▸ PROVIDED ENTRIES

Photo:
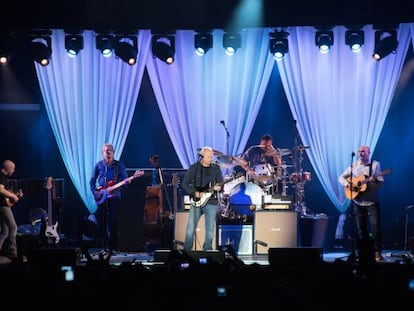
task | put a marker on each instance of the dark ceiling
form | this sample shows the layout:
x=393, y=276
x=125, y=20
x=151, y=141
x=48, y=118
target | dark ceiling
x=197, y=14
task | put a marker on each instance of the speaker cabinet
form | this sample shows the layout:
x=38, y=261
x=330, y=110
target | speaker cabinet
x=49, y=257
x=274, y=229
x=181, y=219
x=299, y=256
x=239, y=236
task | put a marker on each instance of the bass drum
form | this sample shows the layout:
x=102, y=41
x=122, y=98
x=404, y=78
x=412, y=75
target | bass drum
x=246, y=195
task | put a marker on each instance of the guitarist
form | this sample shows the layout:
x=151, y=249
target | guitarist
x=366, y=203
x=107, y=172
x=202, y=179
x=8, y=224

▸ PROBLEM
Reproduce all of the rows above verbatim, omitting the picture.

▸ SOLUTION TO THE PROBLEM
Photo:
task | put a marker on each instance of the dark ceiling
form | this sample shows the layout:
x=393, y=276
x=125, y=20
x=151, y=141
x=48, y=118
target | dark ceiling
x=197, y=14
task | put a marker on each instance of the speaker cabinet
form | this sample shows the layout:
x=38, y=261
x=330, y=110
target | speaker cabinet
x=49, y=257
x=274, y=229
x=181, y=219
x=299, y=256
x=239, y=236
task | put a marker on each instance of the bass drum
form | this sample shows the layout:
x=102, y=41
x=122, y=98
x=404, y=78
x=412, y=75
target | bass drum
x=246, y=195
task | put a marker on each instance of the guitarist
form | this sample shows the layout:
x=151, y=249
target | guitarist
x=366, y=203
x=107, y=172
x=202, y=179
x=8, y=224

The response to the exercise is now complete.